RECORDS SUPPLIED

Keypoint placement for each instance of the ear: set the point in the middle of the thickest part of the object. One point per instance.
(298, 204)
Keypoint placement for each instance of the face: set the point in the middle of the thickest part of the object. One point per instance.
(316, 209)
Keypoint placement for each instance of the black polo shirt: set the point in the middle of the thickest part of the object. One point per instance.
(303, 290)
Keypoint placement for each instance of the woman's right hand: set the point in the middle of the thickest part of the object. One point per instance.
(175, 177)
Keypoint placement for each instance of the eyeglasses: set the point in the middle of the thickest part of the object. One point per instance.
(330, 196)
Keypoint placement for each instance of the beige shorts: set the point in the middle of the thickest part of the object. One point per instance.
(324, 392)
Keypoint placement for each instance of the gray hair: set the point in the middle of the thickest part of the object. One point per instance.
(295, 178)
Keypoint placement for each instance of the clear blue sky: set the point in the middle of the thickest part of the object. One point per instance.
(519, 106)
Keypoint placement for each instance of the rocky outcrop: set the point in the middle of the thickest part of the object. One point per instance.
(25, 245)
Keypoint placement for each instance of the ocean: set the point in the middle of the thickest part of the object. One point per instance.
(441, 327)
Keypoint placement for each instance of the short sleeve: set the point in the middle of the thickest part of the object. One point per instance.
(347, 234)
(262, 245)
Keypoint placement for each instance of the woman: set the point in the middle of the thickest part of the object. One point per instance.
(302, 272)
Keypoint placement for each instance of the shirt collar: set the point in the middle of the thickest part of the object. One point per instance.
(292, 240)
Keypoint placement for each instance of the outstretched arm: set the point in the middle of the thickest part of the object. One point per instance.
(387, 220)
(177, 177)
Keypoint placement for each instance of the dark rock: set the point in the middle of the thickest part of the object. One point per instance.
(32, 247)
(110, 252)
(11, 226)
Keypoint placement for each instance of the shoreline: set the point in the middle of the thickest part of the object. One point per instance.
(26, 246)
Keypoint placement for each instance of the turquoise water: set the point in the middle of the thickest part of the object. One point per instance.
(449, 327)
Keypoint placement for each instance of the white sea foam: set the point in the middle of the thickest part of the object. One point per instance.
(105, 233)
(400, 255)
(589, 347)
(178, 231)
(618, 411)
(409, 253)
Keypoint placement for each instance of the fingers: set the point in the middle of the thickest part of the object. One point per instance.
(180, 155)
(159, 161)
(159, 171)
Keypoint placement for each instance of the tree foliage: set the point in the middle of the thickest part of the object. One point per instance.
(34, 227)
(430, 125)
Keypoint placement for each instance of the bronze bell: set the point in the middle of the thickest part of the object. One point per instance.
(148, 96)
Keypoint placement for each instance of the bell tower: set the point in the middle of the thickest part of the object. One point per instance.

EXERCISE GOAL
Rewrite the part of the records that opens with the line containing "Keypoint placement for each instance of the bronze" and runs through the end of the records as a Markdown table with the columns Row and Line. Number each line in the Row column and leave out blank lines.

TASK RESULT
| Row | Line |
|---|---|
| 1 | Keypoint placement for each instance of the bronze bell: set the point in the middle of the thickest part of the object. One point per instance. |
| 2 | (148, 96) |
| 3 | Keypoint placement for each instance of the bell tower: set the point in the middle of the thickest part of the object. One point per instance. |